• _Instructions for the task_:
Look below for the line containing "Please indicate the gray". Output it and each remaining line of the entries exactly, and nothing else.

[Records from a point labeling set]

+ + + +

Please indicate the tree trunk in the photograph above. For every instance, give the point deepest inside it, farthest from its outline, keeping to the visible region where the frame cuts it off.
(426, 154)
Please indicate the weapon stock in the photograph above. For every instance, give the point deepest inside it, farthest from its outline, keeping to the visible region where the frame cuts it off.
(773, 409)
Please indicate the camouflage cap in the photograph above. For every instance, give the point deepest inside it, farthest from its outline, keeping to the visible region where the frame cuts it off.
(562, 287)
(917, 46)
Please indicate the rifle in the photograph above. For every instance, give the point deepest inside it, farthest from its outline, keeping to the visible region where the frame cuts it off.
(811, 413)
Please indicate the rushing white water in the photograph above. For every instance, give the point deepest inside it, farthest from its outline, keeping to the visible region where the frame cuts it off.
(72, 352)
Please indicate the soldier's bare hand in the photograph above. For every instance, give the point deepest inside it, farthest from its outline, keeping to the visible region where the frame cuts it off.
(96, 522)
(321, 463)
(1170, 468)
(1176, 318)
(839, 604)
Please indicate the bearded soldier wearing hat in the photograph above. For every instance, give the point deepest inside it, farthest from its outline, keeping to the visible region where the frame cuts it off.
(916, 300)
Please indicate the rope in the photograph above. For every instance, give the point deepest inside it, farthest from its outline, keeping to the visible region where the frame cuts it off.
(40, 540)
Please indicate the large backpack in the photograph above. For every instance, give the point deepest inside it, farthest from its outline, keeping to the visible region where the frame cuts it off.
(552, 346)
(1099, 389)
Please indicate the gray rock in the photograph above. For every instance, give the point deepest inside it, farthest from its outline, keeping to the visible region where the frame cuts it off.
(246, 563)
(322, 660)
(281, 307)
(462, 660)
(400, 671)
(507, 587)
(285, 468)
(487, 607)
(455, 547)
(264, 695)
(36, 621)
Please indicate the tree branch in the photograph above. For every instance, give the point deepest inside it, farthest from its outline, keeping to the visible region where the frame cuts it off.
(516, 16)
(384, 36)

+ + + +

• _Output for this exercise_:
Please indicate the gray rock in the photograph above. For every instance, give the point deepest inside it, farthest from its outline, keeping to the visible region where the frame cuts it off.
(246, 563)
(322, 660)
(281, 307)
(462, 660)
(400, 671)
(507, 587)
(285, 468)
(487, 607)
(455, 547)
(264, 695)
(36, 621)
Please indicate the tree branch in the photograph above. For every instance, give the point deepest inside it, farthest from its outline, keeping to the visible region where the frame cuts it off.
(516, 16)
(384, 36)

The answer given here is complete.